• TASK TO CARRY OUT: From the provided text, list the four numbered conditions that it says must be considered to solve a direct problem.

== PROVIDED TEXT

2.1. Validation of the Procedure

In this validation, the evolution of temperatures was compared in a wall made of hard stone, determined by both direct and inverse methods, after the third iteration. The obtained results are almost identical, Figure 3.

2.2. Direct Procedure

To solve a direct problem in a mathematical system, it is necessary to look for the factors that control the system’s response to several basic and necessary conditions. The latter are generally represented by: (1) the geometry of the land considered. (2) The equations that govern this domain. (3) All the governing spatial-temporal conditions. (4) Properties of materials and finally the sources that control and work in the field of study.

The problem treated in this study deals essentially with an unsteady thermal conduction, which is governed by the following unidirectional partial differential equation:

$$k\frac{{\partial }^{2}T}{\partial x^2}+f_0=\rho C_p\frac{\partial T}{\partial t}$$

(1)

====
== STORED ROWS

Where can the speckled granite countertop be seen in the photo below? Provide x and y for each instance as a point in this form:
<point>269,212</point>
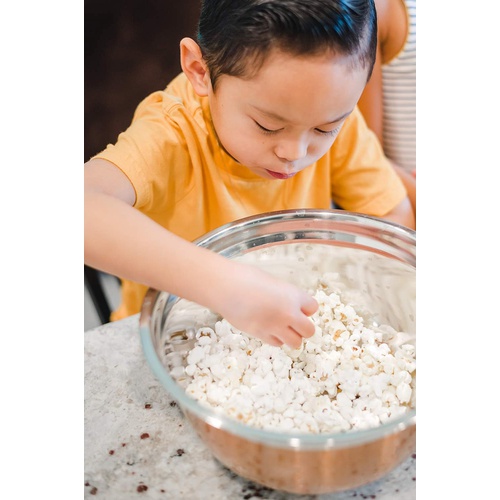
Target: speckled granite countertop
<point>139,445</point>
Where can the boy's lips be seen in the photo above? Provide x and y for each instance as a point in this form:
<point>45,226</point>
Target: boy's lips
<point>277,175</point>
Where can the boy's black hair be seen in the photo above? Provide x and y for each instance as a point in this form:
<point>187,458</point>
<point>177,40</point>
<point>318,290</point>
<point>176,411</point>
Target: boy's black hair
<point>236,36</point>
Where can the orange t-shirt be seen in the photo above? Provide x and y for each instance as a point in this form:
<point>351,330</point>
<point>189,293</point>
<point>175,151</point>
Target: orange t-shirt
<point>184,181</point>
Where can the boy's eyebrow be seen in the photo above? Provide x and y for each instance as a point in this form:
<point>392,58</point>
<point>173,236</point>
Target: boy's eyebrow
<point>280,118</point>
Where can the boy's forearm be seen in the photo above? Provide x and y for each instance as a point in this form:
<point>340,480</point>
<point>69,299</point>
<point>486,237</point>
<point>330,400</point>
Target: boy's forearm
<point>139,249</point>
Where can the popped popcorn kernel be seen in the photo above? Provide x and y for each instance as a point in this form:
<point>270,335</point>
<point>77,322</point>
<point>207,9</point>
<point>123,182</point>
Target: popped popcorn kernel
<point>347,376</point>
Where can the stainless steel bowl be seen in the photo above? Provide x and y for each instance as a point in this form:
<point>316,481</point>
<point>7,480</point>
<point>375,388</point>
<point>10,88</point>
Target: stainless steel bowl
<point>376,260</point>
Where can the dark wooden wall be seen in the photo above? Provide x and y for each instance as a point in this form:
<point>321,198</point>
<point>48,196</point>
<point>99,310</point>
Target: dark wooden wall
<point>131,49</point>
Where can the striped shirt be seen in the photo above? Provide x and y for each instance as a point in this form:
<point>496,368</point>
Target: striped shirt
<point>399,91</point>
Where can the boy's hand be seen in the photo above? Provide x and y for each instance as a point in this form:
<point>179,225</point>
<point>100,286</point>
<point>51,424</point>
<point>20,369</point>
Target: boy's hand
<point>265,307</point>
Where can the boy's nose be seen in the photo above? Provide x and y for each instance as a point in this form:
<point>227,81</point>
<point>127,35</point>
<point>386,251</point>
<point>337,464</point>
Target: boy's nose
<point>291,150</point>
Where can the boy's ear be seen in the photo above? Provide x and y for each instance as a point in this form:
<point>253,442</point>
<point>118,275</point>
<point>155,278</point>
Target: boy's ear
<point>194,66</point>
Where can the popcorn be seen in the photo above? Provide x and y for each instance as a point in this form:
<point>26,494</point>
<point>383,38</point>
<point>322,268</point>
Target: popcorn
<point>347,376</point>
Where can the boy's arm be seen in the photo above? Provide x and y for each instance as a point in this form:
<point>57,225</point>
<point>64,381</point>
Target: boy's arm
<point>122,241</point>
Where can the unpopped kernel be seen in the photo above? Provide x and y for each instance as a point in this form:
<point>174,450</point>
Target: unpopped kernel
<point>346,376</point>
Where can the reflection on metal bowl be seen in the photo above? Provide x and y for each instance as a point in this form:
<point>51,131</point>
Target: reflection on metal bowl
<point>376,261</point>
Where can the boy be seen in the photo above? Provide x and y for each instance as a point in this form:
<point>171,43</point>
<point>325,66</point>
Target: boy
<point>253,124</point>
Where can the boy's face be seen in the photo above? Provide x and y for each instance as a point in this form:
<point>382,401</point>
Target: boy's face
<point>288,115</point>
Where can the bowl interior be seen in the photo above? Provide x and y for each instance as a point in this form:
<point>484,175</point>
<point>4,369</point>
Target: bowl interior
<point>372,261</point>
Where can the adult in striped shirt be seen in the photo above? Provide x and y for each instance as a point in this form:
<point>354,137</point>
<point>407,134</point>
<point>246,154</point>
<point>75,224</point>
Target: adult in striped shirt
<point>388,102</point>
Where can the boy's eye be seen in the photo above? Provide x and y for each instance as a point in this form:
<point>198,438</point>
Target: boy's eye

====

• COMPLETE RESPONSE:
1. The geometry of the land considered
2. The equations that govern this domain
3. All the governing spatial-temporal conditions
4. Properties of materials and finally the sources that control and work in the field of study